Stored data entries
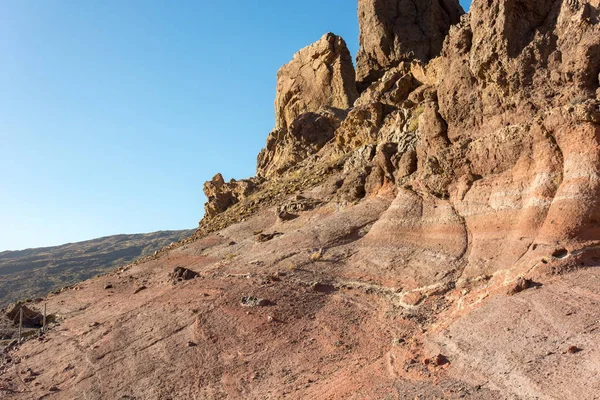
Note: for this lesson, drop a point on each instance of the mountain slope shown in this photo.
(34, 273)
(437, 239)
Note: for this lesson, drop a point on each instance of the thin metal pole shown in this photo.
(20, 323)
(44, 327)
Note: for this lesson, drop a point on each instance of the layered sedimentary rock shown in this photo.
(392, 31)
(312, 91)
(508, 142)
(491, 148)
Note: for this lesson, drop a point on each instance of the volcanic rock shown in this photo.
(30, 317)
(392, 31)
(223, 195)
(312, 90)
(182, 274)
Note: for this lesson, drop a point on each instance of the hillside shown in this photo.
(423, 225)
(34, 273)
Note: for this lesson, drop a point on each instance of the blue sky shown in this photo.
(114, 113)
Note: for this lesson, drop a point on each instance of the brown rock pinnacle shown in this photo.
(392, 31)
(312, 89)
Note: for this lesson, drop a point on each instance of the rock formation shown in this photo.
(429, 238)
(221, 195)
(312, 89)
(392, 31)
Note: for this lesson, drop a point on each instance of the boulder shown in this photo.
(223, 195)
(31, 317)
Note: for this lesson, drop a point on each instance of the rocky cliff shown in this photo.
(426, 226)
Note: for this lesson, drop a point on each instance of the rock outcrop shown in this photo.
(392, 31)
(312, 91)
(429, 238)
(223, 195)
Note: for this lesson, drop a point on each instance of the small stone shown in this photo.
(573, 349)
(519, 285)
(440, 359)
(140, 289)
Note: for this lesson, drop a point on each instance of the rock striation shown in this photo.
(423, 237)
(392, 31)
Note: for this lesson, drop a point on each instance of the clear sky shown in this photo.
(113, 113)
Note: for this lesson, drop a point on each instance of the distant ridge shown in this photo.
(34, 272)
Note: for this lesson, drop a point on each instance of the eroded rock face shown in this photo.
(313, 90)
(223, 195)
(392, 31)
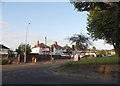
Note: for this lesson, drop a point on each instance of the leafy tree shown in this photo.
(103, 21)
(11, 53)
(81, 41)
(21, 48)
(93, 48)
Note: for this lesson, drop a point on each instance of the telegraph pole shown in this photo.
(45, 45)
(25, 58)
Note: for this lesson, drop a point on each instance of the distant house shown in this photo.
(3, 51)
(40, 48)
(67, 49)
(57, 49)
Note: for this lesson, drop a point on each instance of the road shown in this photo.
(40, 73)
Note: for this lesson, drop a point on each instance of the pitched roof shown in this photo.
(67, 47)
(3, 47)
(41, 45)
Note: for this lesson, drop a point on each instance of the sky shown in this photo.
(55, 20)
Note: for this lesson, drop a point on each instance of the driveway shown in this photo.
(40, 73)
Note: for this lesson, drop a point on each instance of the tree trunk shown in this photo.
(117, 49)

» Requirement: The goal is an exact reprint of the entries, leaving out the pictures.

» Result of the task:
Note: for this lesson, drop a point on each instance of the mountain slope shown in this photo.
(34, 273)
(437, 239)
Note: for this lesson, drop a point on each instance of the thin metal pole shown in this photo.
(20, 323)
(44, 327)
Note: for this lesson, drop a point on each instance of the layered sedimentary rock shown in this photo.
(392, 31)
(312, 91)
(508, 142)
(491, 148)
Note: for this lesson, drop a point on each instance of the volcanic rock shown in this photo.
(30, 317)
(392, 31)
(223, 195)
(312, 90)
(182, 274)
Note: for this lesson, drop a point on each instance of the hillside shown in this photo.
(423, 225)
(34, 273)
Note: for this lesson, drop a point on each instance of the blue sky shown in this photo.
(114, 113)
Note: for this lesson, drop a point on each instance of the brown rock pinnacle shown in this photo.
(392, 31)
(312, 89)
Note: for this lesson, drop a point on each instance of the rock formation shown in this photo.
(429, 238)
(221, 195)
(312, 89)
(392, 31)
Note: for this lesson, drop a point on each instance of the boulder shown in this photo.
(223, 195)
(31, 317)
Note: for this lesson, drop a point on each instance of the rocky cliff shown in this photo.
(426, 226)
Note: for this lesson, drop a point on each instance of the rock outcrop shown in this photo.
(392, 31)
(312, 91)
(429, 238)
(223, 195)
Note: for this lesson, drop a point on each instance of the small stone shown in this photo.
(573, 349)
(519, 285)
(440, 359)
(140, 289)
Note: for this lesson, drop a point on each instance of the rock striation shown in this photo.
(423, 237)
(392, 31)
Note: for this lesson, drop a point on each instance of the clear sky shown in this photo.
(113, 113)
Note: for this lesson, drop a point on each instance of the distant ridge shown in this photo.
(34, 272)
Note: for this lesson, drop a point on each instance of the eroded rock face shown in this photo.
(313, 90)
(223, 195)
(392, 31)
Note: for this lesson, drop a point on each instance of the leafy tree shown in this photo.
(103, 21)
(11, 53)
(81, 41)
(21, 48)
(93, 48)
Note: for this lesson, drop a point on each instance of the telegraph pole shown in this photo.
(45, 45)
(25, 58)
Note: for this lesson, drop a point on each instance of the distant house shown in this photo.
(3, 51)
(40, 48)
(67, 49)
(57, 49)
Note: for this lesson, drop a point on each instance of the road shown in this photo.
(40, 73)
Note: for this lesson, drop a point on each instance of the pitched roof shown in this photo.
(67, 47)
(3, 47)
(41, 45)
Note: for this lesson, drop a point on each instance of the sky shown in this photo.
(55, 20)
Note: for this lesson, drop a point on each instance of the driveway shown in this photo.
(40, 73)
Note: for this lesson, drop a point on each instance of the tree trunk shown in this photo.
(117, 49)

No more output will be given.